EXERCISE A: State whether each statement agrees with the foreign-affairs commentary: (i) the European Union agreed to set up a 60,000-member military force acting independently of NATO; (ii) the New Delhi court order would close roughly 9,000 small factories; (iii) Venezuela protested the intrusion of a British warship into its waters. Answer yes or no for each, quoting the words of the commentary that decide it.
EXERCISE B: Write the next part of the foreign-affairs commentary, picking up right after its final sentence.

SELECTED EXTRACT:
──────────

Venezuela then recalled its envoy from Colombia, as President Chavez called
the Colombian government "a rancid oligarchy that does not understand
peace." Recently, Venezuela protested an American warship's intrusion into
its waters, allegedly chasing drug smugglers. All the ingredients of
conflict are in place. And W. is naming all the Gulf War's architects to his
cabinet; one of that war's chief strategists, Dick Cheney, would be W.'s
vice-president. Good morning, Vietnam.

*    India's (dubious?) peace overtures regarding the disputed province of
Kashmir on the India-Pakistan border were rejected on the day of the
Venezuelan-Colombian flap. Pakistan sides with Kashmir. China sides with
Pakistan. India and Pakistan are now, through the inattention of both the
Bush Sr. and Clinton administrations, nuclear powers, albeit without the
technology for efficient safeguards. This is the black hole of American
foreign policy. Can a severely weakened presidency deal with it?

*    Also in India: On November 20, tens of thousands of workers rioted in
New Delhi, protesting a court order to close down roughly 90,000 small
factories that employ a million people. New Delhi is one of the most nastily
polluted cities in the world, and the courts were acting against the worst
polluters. This situation highlights the most important environmental
question outside our borders, an issue the affluent Nader/Green purists all
but ignore: How do we stop pollution and planet rape in the Third World,
when many millions of subsistence-level workers side with the polluters --
especially when Third World governments are unable to enforce environmental
regulations in the face of workers willing to riot for their jobs? It is
unlikely that the industrialized West would donate or even loan the hundreds
of billions of dollars necessary to create alternatives for both the
industries and the workers; and, even if they did, in oligarchical countries
without much effective law, it is unlikely that such money would be used as
we'd wish. Can such a massive dilemma be dealt with at all, even if the West
had the will and the resources? Not with a stale-mated U.S. Congress and a
beleaguered presidency, and not with a president like George W., who is
still skeptical about the seriousness of global warming.

*    Also on November 20: The European Union, with the support of both
American-leaning England and America-wary France, agreed to establish a
military force of 60,000 that would act independently of NATO -- i.e.,
independently of any American influence or chain of command, since the U.S.
dominates NATO. "One of the most sensitive issues," The New York Times
reported, "is the relationship with the incoming administration in
Washington." The Clinton-Gore administration has been cautiously sympathetic
to this move for European independence, proceeding gingerly and relying on
commerce to be the deciding factor in the Euro-American relationship; it is
difficult to imagine a Bush-Cheney administration, with Colin Powell as
Secretary of State, as being anything but hostile to these developments. (An
aside: Madeleine Albright has been the most inept, hapless Secretary of
State in the history of the office, but the upside of her incompetence is
that at least she has had little influence and has done little harm.)
European leaders are reported to be salivating at America's political
crisis, expecting to use this window of opportunity to assert themselves
against a weakened, hobbled American government.

──────────

DATASET ROWS:

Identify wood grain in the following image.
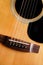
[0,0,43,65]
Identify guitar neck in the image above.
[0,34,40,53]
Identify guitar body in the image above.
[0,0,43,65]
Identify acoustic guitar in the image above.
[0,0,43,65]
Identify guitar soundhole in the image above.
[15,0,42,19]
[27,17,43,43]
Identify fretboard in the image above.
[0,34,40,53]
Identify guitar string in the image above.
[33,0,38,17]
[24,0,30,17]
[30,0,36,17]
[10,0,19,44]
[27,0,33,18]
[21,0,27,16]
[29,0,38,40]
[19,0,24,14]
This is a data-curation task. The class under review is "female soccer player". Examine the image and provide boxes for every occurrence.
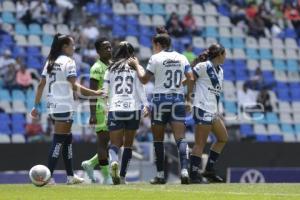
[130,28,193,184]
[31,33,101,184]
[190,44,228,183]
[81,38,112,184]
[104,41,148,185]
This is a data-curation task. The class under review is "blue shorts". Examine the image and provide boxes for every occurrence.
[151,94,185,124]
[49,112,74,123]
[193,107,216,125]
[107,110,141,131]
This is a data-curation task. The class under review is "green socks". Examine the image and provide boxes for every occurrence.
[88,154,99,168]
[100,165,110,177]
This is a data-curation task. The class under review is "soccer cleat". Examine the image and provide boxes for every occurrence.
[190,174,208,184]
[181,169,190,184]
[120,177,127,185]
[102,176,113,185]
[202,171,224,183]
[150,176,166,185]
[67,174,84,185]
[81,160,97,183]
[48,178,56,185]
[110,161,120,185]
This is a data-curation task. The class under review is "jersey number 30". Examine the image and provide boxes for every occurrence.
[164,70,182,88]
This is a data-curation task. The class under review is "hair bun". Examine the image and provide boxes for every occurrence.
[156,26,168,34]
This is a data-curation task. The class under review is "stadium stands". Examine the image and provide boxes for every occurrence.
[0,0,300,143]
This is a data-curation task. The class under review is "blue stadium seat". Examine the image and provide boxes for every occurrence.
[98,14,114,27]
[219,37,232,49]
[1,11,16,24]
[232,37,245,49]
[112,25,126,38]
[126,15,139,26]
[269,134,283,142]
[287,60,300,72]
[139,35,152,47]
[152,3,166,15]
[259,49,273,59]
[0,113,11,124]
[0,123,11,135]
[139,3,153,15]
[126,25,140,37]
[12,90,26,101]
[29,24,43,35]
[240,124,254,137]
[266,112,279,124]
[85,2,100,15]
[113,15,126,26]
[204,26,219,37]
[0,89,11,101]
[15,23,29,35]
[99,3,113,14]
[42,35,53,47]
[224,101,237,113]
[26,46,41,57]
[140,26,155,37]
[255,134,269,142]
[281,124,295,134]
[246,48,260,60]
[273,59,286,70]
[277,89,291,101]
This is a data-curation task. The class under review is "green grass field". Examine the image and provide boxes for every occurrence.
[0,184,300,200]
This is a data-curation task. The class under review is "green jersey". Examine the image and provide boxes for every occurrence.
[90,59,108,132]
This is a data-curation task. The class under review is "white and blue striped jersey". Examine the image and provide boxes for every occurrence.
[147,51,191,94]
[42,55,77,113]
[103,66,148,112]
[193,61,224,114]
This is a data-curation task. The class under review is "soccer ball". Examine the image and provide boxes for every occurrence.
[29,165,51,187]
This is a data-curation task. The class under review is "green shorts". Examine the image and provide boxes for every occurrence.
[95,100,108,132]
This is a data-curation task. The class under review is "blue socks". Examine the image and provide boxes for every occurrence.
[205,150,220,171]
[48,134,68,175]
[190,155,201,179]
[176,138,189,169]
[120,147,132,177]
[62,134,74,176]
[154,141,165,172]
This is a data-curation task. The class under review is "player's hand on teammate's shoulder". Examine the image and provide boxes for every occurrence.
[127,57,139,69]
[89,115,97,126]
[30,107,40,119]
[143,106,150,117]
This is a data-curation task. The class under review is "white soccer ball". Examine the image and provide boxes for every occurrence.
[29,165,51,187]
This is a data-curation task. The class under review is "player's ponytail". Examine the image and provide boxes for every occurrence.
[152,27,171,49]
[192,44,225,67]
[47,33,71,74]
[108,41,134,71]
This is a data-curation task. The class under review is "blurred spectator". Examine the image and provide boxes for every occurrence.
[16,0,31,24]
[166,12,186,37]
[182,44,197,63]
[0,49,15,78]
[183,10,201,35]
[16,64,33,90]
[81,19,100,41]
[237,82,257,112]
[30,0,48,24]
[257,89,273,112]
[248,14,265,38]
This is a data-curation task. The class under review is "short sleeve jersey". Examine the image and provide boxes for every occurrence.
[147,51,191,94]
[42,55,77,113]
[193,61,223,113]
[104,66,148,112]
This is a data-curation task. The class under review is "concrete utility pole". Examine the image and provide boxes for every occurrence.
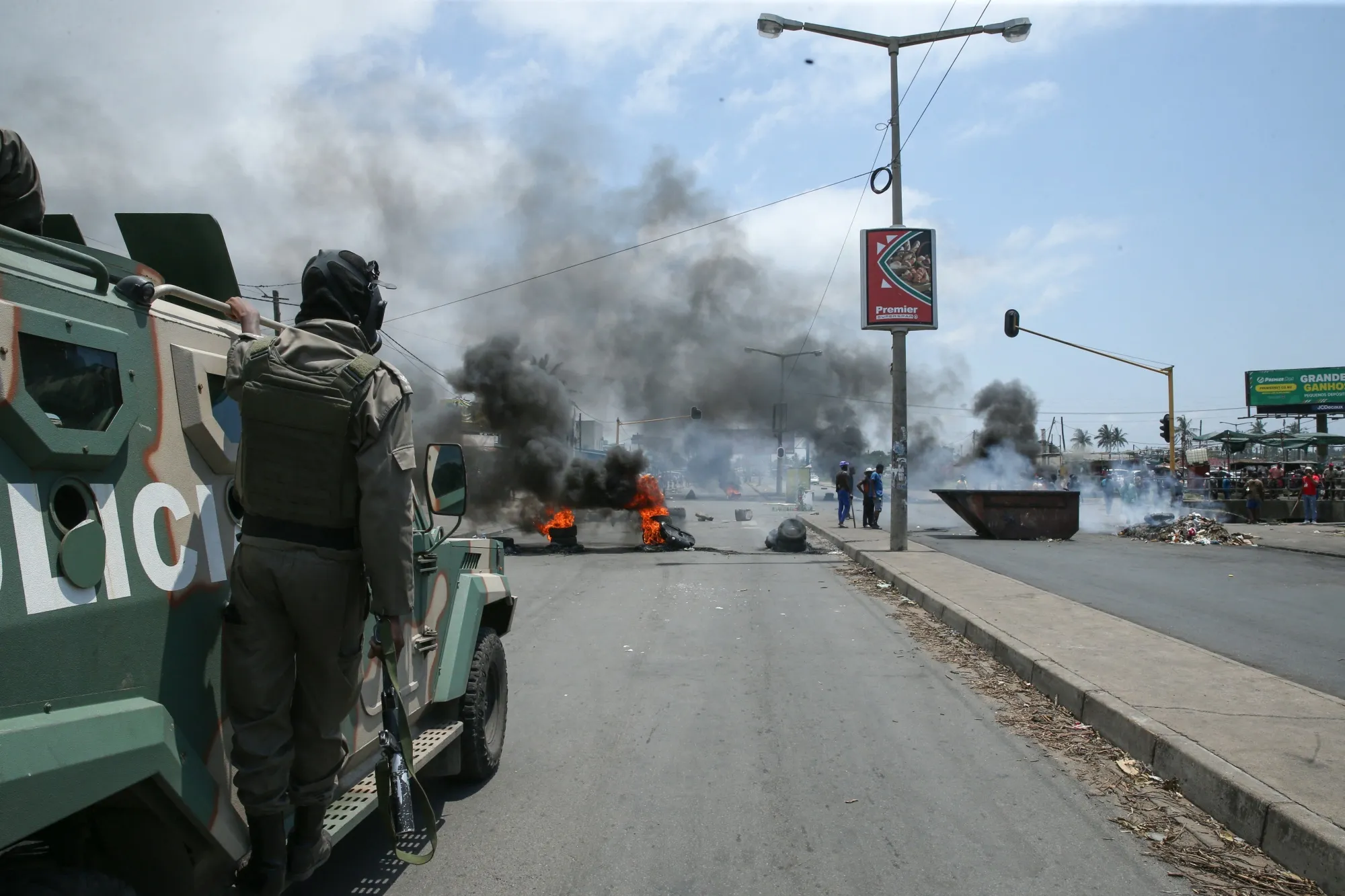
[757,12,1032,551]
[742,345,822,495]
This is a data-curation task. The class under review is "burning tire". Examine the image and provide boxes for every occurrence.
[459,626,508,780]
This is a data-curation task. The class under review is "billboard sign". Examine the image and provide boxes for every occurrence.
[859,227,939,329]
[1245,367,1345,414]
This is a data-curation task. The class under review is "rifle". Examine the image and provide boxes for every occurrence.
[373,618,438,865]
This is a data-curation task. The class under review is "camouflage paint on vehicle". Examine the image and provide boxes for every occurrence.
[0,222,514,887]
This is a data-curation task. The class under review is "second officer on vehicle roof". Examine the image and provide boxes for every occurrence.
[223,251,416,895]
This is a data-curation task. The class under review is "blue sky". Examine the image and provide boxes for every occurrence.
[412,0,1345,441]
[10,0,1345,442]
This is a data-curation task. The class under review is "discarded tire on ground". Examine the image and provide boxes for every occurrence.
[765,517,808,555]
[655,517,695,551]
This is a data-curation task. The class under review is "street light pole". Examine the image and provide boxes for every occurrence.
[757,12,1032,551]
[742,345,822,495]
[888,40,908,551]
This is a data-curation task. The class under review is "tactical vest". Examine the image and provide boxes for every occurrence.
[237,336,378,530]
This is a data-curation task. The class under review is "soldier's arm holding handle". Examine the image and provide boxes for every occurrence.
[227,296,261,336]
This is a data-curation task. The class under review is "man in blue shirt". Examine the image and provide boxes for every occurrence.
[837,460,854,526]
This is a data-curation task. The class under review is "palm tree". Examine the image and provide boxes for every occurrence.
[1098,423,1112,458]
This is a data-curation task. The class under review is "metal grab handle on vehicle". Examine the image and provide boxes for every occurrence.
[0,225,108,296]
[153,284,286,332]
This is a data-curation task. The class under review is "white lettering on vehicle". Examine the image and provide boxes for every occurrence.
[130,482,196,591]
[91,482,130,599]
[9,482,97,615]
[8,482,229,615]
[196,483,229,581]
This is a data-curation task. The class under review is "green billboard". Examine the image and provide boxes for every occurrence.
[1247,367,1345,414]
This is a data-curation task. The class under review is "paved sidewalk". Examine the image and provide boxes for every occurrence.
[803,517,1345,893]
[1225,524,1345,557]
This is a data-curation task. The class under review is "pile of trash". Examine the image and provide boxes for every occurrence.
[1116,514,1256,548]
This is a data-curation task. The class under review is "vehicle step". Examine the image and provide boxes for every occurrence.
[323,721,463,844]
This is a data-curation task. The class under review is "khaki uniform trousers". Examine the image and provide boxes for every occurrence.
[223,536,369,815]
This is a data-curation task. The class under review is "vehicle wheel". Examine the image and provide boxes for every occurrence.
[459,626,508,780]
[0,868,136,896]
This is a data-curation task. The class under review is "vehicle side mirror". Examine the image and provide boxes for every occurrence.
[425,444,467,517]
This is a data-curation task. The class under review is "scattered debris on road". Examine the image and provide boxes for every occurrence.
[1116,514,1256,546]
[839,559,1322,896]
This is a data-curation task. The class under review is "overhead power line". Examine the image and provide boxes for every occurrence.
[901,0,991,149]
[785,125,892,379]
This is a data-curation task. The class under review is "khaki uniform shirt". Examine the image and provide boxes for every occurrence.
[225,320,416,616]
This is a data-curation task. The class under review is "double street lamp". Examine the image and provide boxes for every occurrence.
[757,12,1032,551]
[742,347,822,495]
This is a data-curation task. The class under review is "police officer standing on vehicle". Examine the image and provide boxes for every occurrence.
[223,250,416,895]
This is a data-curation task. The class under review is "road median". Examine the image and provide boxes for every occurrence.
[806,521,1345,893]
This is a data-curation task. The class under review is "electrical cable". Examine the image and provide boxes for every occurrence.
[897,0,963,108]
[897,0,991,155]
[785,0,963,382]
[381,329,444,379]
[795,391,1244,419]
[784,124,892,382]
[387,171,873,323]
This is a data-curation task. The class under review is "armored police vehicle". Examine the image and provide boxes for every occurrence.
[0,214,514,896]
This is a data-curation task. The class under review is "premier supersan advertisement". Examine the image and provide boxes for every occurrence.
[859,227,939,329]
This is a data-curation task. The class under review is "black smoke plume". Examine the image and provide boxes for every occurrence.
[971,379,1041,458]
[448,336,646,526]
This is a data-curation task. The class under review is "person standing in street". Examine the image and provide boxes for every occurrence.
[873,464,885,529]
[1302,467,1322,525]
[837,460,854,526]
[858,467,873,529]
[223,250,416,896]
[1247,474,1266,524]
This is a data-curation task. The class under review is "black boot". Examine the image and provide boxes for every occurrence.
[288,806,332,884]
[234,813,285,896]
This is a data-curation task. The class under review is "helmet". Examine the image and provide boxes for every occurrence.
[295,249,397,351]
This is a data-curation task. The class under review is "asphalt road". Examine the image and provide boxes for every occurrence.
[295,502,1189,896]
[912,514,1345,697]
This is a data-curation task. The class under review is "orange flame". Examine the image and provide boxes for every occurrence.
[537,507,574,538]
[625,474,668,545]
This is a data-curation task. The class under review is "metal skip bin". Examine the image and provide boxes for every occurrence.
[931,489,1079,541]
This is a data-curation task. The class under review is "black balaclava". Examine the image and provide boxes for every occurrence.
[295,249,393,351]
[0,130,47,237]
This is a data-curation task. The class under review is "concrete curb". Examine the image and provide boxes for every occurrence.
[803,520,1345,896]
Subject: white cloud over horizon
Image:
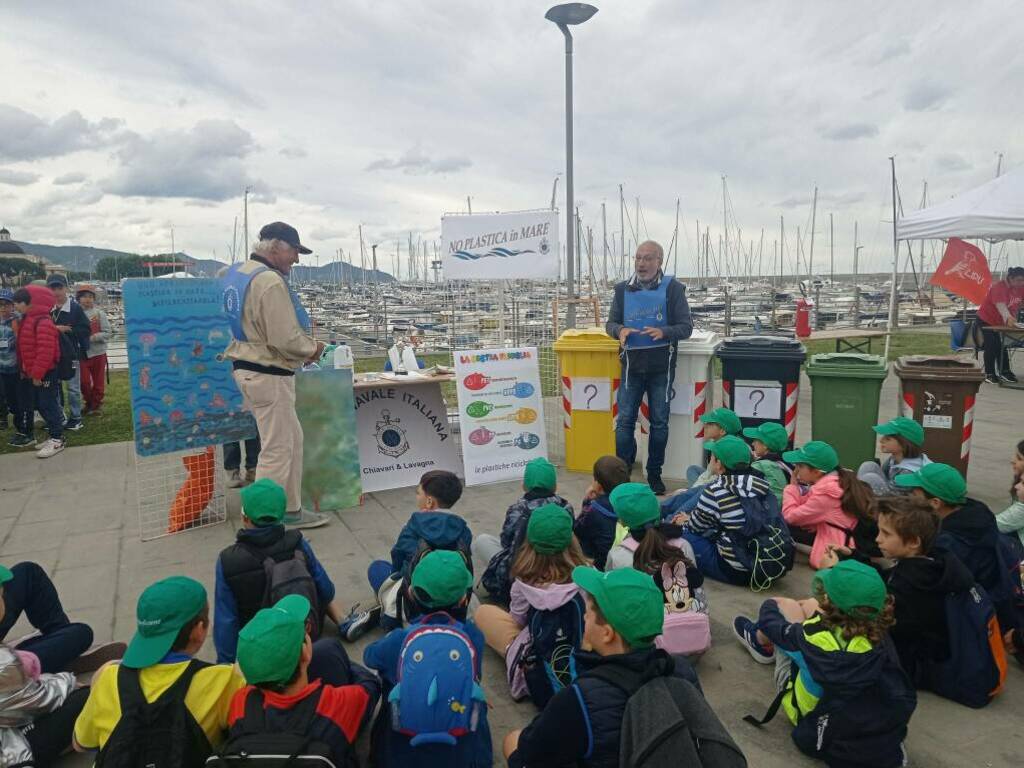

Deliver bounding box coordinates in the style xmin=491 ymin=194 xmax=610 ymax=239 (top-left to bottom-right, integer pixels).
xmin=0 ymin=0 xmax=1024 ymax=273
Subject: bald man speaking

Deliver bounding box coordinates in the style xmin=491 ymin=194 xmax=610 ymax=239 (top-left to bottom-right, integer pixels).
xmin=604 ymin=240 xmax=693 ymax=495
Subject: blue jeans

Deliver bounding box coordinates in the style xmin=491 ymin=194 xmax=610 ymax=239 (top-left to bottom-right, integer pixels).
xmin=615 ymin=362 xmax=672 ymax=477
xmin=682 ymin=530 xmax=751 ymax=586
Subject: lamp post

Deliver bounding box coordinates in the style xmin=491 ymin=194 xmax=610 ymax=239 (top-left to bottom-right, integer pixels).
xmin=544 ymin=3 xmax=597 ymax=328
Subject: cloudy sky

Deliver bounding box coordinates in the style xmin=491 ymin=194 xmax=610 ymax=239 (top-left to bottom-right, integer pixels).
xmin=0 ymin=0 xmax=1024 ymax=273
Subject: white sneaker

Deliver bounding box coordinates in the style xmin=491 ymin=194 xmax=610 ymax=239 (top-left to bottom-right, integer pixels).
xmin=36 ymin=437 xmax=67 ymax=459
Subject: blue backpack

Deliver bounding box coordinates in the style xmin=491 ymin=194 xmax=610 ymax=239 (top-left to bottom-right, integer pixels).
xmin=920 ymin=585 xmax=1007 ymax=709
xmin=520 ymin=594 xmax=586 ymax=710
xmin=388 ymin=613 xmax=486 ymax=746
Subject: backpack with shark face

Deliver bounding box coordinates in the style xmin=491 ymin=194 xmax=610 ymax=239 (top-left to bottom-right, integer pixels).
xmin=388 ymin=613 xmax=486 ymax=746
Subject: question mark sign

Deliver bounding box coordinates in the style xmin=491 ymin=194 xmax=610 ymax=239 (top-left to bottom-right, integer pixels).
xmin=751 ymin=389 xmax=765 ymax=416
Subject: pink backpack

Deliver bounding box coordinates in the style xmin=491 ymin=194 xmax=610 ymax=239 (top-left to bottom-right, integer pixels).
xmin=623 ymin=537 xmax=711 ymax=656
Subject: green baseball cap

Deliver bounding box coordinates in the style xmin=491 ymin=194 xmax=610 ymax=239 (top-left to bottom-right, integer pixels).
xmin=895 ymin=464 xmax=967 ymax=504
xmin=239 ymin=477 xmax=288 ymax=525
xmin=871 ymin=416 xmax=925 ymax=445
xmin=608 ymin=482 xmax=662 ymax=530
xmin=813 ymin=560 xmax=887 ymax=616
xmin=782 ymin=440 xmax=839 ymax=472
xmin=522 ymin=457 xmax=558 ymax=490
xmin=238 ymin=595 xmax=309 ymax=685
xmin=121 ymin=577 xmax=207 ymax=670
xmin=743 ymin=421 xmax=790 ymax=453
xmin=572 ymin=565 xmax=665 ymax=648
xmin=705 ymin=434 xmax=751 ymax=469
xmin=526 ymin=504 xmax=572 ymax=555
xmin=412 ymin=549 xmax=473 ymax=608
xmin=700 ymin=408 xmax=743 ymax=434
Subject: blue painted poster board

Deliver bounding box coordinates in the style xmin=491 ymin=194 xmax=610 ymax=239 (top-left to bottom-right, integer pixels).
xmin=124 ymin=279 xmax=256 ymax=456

──────────

REPLY A:
(i) Yes: "agreed to establish a military force of 60,000 that would act independently of NATO"
(ii) No: "a court order to close down roughly 90,000 small factories that employ a million people"
(iii) No: "Venezuela protested an American warship's intrusion into its waters"

REPLY B:
*    The Mideast has swirled out of control, and a lame-duck Clinton-Gore
administration has been helpless to influence the situation. On November 23,
Israel threatened to sever "field-level security links" -- the
nuts-and-bolts communications system by which all levels of both sides at
least retained access to each other. On November 24, Russian President
Vladimir V. Putin stepped into the vacuum, got both sides to agree to
maintain the links, and negotiated a call between Yasir Arafat and Israeli
Prime Minister Ehud Barak. Putin has supported the European Union's military
independence of NATO, and has forged close ties with the important leaders
of Europe -- they clearly prefer him to Clinton, Gore, or W. With meager
economic and military means at his disposal, Putin has yet managed to run
diplomatic rings around America for more than a year. What does this portend
for a weakened American presidency?

*    On November 25, at the Hague, talks toward a worldwide environmental
treaty hopelessly broke down. Purists preferred no treaty to a flawed treaty
-- not taking into consideration that any treaty would at least put the
issues unavoidably on the agenda of a new American administration. (America
being, by far, the world's largest generator of greenhouse gases, this is no
small consideration.) Said a Dr. Michael Grubb, of London: "When something
like this is killed, it is killed by an alliance of those who want too much
with those who don't want anything." Environmental purists wanted a stronger
treaty, the corporations wanted no treaty, and together they killed the
possibility of any treaty. Now the American government has no legal
obligation to deal with these issues on a worldwide scale, and a new
administration can put it off indefinitely with scant international pressure
to contend with.

*    On November 24, there was an effective national strike in Argentina,
involving millions of workers; they were protesting austerity measures. In
addition: Most of the continent of Africa continues its free-fall into the
abyss; Indonesia, the world's fourth-largest country, is in near-chaos,
virtually ungovernable; and Mexico, our neighbor to the south and our
biggest trading partner, openly admits that it can no longer trust its
police force -- the rule of law in Mexico exists mainly on paper now, not in
practice. In other words: Europe, Asia, the Mideast, and Latin America are
boiling over simultaneously with enormous, perhaps overwhelming foreign
policy challenges that the United States is unequipped to deal with.
American influence is being eclipsed and/or simply ignored.

*    Lastly, and most tellingly, the NASDAQ and Dow Jones have lost hundreds
of billions of dollars in value since Election Day. This situation has
merely been exacerbated by the election crisis; its roots go far deeper. Dig
it: The Boom is over. And consider: Americans have been acrimonious,
vicious, and divided, during "good" times. Imagine how we'll behave during
the insecurities of recession.

Any one of these situations would have made for banner headlines in a normal
month; but the headlines have all been about W. and Gore, so even most
thinking Americans remain unaware of the conjunction of crises that have
reached, or are near, the boiling point. As killjoys and die-hards have been
reminding us, the new millennium mathematically begins one moment after
midnight on January 1, 2001. Even Shakespeare could not have written it more
tellingly: The collapse of the American political process in Election Year
2000 is both an event in itself and a world-class metaphor: The American
Century is over.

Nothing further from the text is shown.